* **Stated problem**
Count the lines in the material below that contain the word "boulder", and reply with only that number.

[Location identification items]

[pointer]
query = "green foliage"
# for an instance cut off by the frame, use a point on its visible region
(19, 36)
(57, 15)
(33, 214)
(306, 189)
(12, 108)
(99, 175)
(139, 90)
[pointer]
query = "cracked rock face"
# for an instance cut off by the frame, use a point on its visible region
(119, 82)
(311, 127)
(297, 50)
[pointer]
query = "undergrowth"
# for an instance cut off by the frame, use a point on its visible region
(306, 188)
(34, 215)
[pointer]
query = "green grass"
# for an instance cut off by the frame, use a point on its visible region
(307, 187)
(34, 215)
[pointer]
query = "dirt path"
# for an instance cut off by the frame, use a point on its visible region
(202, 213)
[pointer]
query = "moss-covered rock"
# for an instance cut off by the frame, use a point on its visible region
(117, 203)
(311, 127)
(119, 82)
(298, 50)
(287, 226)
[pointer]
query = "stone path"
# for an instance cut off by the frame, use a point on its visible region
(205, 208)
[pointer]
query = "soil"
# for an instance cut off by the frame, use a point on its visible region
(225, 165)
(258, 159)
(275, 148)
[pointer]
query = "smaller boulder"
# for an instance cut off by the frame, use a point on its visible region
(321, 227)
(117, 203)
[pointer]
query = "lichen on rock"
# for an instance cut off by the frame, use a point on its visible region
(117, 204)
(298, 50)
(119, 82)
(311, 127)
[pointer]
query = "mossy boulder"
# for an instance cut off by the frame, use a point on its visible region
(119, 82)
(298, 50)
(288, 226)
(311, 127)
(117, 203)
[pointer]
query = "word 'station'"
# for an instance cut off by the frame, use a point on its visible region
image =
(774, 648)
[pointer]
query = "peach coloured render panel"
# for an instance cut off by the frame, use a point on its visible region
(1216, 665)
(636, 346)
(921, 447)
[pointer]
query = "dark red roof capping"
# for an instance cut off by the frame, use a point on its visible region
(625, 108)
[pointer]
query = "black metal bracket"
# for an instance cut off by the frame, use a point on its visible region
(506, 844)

* **Completed task**
2